Stated problem: Reproduce every one of the records below in full, requests included, offsetting each bounding-box coordinate in the answers by -73. Leave the numbers in the requests and in their JSON format samples unchanged.

Input:
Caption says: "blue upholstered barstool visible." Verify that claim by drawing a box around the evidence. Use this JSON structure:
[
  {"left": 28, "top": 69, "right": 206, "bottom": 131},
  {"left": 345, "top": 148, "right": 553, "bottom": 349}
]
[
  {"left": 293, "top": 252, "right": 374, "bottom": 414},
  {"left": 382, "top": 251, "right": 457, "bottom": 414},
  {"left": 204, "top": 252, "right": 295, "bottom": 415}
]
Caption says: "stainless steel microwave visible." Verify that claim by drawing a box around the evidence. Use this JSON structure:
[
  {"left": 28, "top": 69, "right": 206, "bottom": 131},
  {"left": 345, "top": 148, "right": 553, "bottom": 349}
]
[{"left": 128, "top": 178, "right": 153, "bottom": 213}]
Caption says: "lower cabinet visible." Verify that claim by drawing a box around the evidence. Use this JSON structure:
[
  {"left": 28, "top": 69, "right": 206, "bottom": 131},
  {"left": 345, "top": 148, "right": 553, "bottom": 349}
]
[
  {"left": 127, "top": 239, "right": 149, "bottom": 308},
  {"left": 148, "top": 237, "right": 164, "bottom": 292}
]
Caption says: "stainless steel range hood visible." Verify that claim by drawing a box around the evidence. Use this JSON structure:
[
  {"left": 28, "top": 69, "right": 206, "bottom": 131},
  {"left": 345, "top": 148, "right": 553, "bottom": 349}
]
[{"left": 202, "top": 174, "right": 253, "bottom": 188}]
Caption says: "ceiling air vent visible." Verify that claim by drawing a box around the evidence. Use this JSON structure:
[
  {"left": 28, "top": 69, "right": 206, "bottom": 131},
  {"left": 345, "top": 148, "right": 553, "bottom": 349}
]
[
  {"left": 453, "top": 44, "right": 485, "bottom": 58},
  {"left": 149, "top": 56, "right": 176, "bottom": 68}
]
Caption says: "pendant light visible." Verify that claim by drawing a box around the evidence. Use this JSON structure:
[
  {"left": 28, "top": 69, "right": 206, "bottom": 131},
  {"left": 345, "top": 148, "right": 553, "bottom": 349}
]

Right answer:
Caption says: "blue upholstered barstool visible." Verify that claim by drawing a box around the evidence. Use this JSON structure:
[
  {"left": 28, "top": 69, "right": 206, "bottom": 131},
  {"left": 345, "top": 148, "right": 553, "bottom": 349}
]
[
  {"left": 220, "top": 179, "right": 301, "bottom": 341},
  {"left": 309, "top": 178, "right": 384, "bottom": 341},
  {"left": 131, "top": 179, "right": 222, "bottom": 342}
]
Caption says: "stainless steel microwave visible." Verify that claim by drawing a box around the evidence. Use this JSON structure:
[
  {"left": 28, "top": 69, "right": 206, "bottom": 131},
  {"left": 345, "top": 148, "right": 553, "bottom": 349}
]
[{"left": 55, "top": 105, "right": 80, "bottom": 140}]
Caption says: "lower cabinet visible." Verify that claim by drawing a box around the evidence. Use this JSON structure:
[
  {"left": 28, "top": 69, "right": 206, "bottom": 131},
  {"left": 345, "top": 148, "right": 553, "bottom": 349}
]
[
  {"left": 54, "top": 166, "right": 76, "bottom": 235},
  {"left": 75, "top": 164, "right": 91, "bottom": 219}
]
Caption says: "stainless steel range hood visible." Verify that claim by drawing a box around the evidence. Use this JSON structure:
[
  {"left": 28, "top": 69, "right": 206, "bottom": 131},
  {"left": 345, "top": 148, "right": 553, "bottom": 349}
]
[{"left": 129, "top": 101, "right": 180, "bottom": 115}]
Caption says: "ceiling air vent visible." Verify that claim by drawing a box around the evidence. Use this JSON structure:
[
  {"left": 28, "top": 69, "right": 206, "bottom": 131},
  {"left": 345, "top": 148, "right": 553, "bottom": 349}
]
[
  {"left": 380, "top": -29, "right": 412, "bottom": -15},
  {"left": 76, "top": -17, "right": 103, "bottom": -5}
]
Caption says: "pendant light visible." Verify that claim by drawing a box around the evidence. Use this JSON structure:
[
  {"left": 28, "top": 69, "right": 206, "bottom": 131},
  {"left": 345, "top": 148, "right": 553, "bottom": 349}
]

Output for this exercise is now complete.